**Extrait:**
· · · ·

De retour en France, voici donc mon compte-rendu aussi détaillé que possible de mon voyage en Corée et au Japon en compagnie de notre Secrétaire d’Etat à la Prospective et à l’Economie Numérique, Nathalie Kosciusko-Morizet.
Dans cette série d’articles, je vais commencer par décrire la délégation, quelques mots sur NKM, puis les Ambassades de France, et vous fournir tous les pointeurs sur les contenus captés. Je tenterai aussi de répondre aux commentaires du post précédent : à quoi peut servir un tel voyage, est-ce vraiment utile et comment cela peut impacter la politique numérique du pays ? Nous passerons ensuite à une couverture du voyage regroupée par thématique. On y parlera plus de numérique, patience !
La délégation
La délégation officielle de ce voyage au départ de Paris comprenait en plus de NKM :
- Le Député du Loir et Cher, Patrice Martin-Lalande, très impliqué depuis de nombreuses années dans l’économie numérique. Il est notamment co-président avec Patrice Bloche (Député PS de Paris) du groupe d’études de l’Assemblée Nationale sur Internet, les technologies de l’information et de la communication et le commerce électronique, ce depuis 1997. Patrice Bloche ainsi que Christian Paul, aussi du PS, avaient été invités à participer au voyage mais n’avais pas pu le faire en raison de leur emploi du temps. Patrice Martin-Lalande a aussi été Vice-Président de la commission chargée d’examiner les projets de loi sur la nomination des présidents des sociétés de l’audiovisuel public et sur le service public de la télévision. Le député est quelque peu réservé mais il s’est tout de même déridé pendant le voyage. Vous mettez un Sénateur et un Député au même endroit, et les blagues fusent sur les attributs et compétences respectives des deux assemblées ! Comme le Député appréciant en blaguant le régime “mono-caméral” de la Corée !
- Le Sénateur de la Manche, Jean-François Le Grand (ci-dessous). Il est connu que pour sa défense d’un moratoire sur la culture des OGM au moment d’un débat houleux à l’Assemblée qui avait valu une sortie remarquée de NKM dénonçant le manque de support de son ministre de tutelle, Jean-Louis Borloo. Il était présent dans ce voyage du fait de son engagement dans l’équipement numérique de son département où il est aussi Président du Conseil Général. C’est un ardent défenseur de l’utilisation du numérique comme outil de désenclavement et de développement économique. Il est à l’origine en 2003 de l’article 1425-1 du Code général des collectivités territoriales (CGCT) qui permet aux collectivités locales de devenir opérateur de télécommunications. Il a lancé la création en 1995 du syndicat mixte Manche Numérique qui pilote le déploiement du numérique dans ce Département long de plus de 160 km et qui comprend Cherbourg, le Mont Saint-Michel et Saint-Lô. Un département intéressant avec une industrie locale relativement protégée de la crise car ne travaillant pas pour les donneurs d’ordre en difficulté comme dans l’automobile. Le Sénateur qui est vétérinaire de métier est entré en politique un peu par hasard, pour contribuer localement. Il était le plus jeune Sénateur lors de son premier mandat en 1982 (à 40 ans). C’est un élu UMP d’une ville de gauche qui a voté à 57% pour Ségolène Royal à la présidentielle de 2007. Autre fonction officieuse pour le Sénateur : être une sorte de mentor de NKM. Elle n’y perd pas au change !

· · · ·

**Matériel recueilli:**
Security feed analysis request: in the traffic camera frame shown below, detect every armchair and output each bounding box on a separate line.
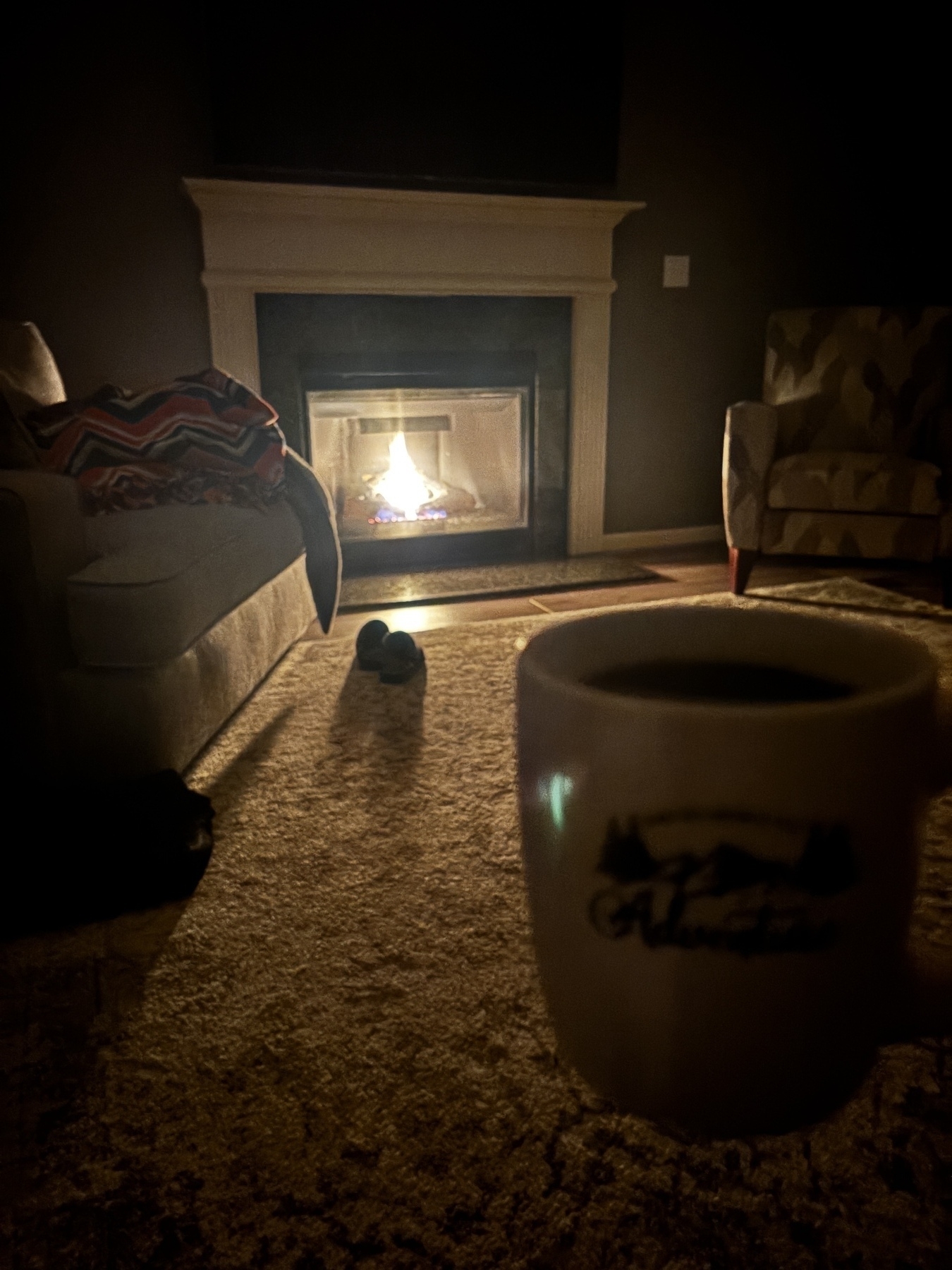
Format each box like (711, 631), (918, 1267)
(722, 306), (952, 606)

· · · ·

**Consigne:**
Recopiez à l'identique le passage du compte-rendu de voyage compris entre « Dans cette série » et « numérique, patience ! », bornes incluses.

**Résultat attendu:**
Dans cette série d’articles, je vais commencer par décrire la délégation, quelques mots sur NKM, puis les Ambassades de France, et vous fournir tous les pointeurs sur les contenus captés. Je tenterai aussi de répondre aux commentaires du post précédent : à quoi peut servir un tel voyage, est-ce vraiment utile et comment cela peut impacter la politique numérique du pays ? Nous passerons ensuite à une couverture du voyage regroupée par thématique. On y parlera plus de numérique, patience !